SUPPLIED TEXT »
EX-10.10 12 ex_713355.htm EXHIBIT 10.10 ex_713355.htm

Exhibit 10.10

 

ENSERVCO CORPORATION

 

PROMISSORY NOTE

 

$1,000,000 Issuance Date: August 9, 2024

 

 

FOR VALUE RECEIVED, Enservco Corporation, a Delaware corporation (the “Company”), promises to pay to the order of Star Equity Holdings, Inc., a Delaware Corporation or its assigns (the “Holder”), pursuant to the terms set forth in this Promissory Note (this “Note”), the principal amount of One Million Dollars ($1,000,000) (the “Principal Amount”), plus interest thereon. This Note is being issued pursuant to and subject to the terms of that certain Note Purchase Agreement of even date herewith by and between the Company and the Holder (the “Purchase Agreement”) which contains, among other things, appropriate representations and warranties of the Company and covenants of the Company reflecting the provisions set forth herein. All capitalized terms used but not otherwise defined herein shall have the meaning set forth in the Purchase Agreement. The terms of the Purchase Agreement are incorporated herein by reference.

 

1.    Interest. Interest on the Principal Amount of this Note shall accrue from the Issuance Date at a rate equal to twenty percent (20%) per annum until this Note is paid in full. Interest shall be calculated on the basis of a three hundred sixty-five (365) day year, based on the actual number of days elapsed.

 

2.    Maturity Date. The Principal Amount of this Note, together with all accrued but unpaid interest thereon, shall be due and payable in full on the three-month anniversary of the Issuance Date, unless otherwise extended in one month increments by mutual agreement between the Company and the Holder (the “Maturity Date”). Notwithstanding the foregoing, the Maturity Date will be automatically extended to the four-month anniversary of the Issuance Date in the event the Company repays a minimum of $600,000 of the Principal Amount by the three-month anniversary of the Issuance Date and the Maturity Date will be automatically extended to the fifth-month anniversary of the Issuance Date in the event the Company repays a minimum of $800,000 before the four-month anniversary of the Issuance Date.

 

3.    Payment; Prepayment. On the Maturity Date the Company shall pay the full Principal Amount of this Note, together with all accrued but unpaid interest in full via wire transfer of immediately available funds to an account of the Holder as designated by the Holder in writing to the Company. This Note may be prepaid in whole or in part, without penalty, at the option of the Company and without the consent of the Holder.

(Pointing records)

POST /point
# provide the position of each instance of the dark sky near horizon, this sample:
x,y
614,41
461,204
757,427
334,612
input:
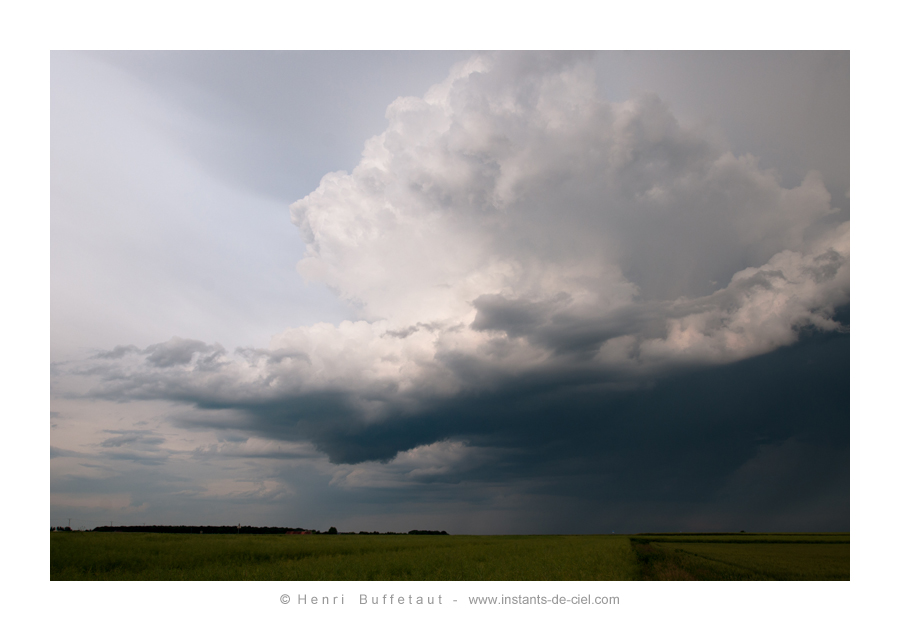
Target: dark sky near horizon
x,y
486,293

CHALLENGES »
[1] Repeat the promissory note word for word, from "1.    Interest. Interest on" up to and including "of days elapsed.".
[2] Reproduce every one of the pointing rows above line for line, but omit the pictures from your copy.

SOLVED TASKS »
[1]
1.    Interest. Interest on the Principal Amount of this Note shall accrue from the Issuance Date at a rate equal to twenty percent (20%) per annum until this Note is paid in full. Interest shall be calculated on the basis of a three hundred sixty-five (365) day year, based on the actual number of days elapsed.

[2]
POST /point
# provide the position of each instance of the dark sky near horizon, this sample:
x,y
614,41
461,204
757,427
334,612
input:
Target: dark sky near horizon
x,y
486,293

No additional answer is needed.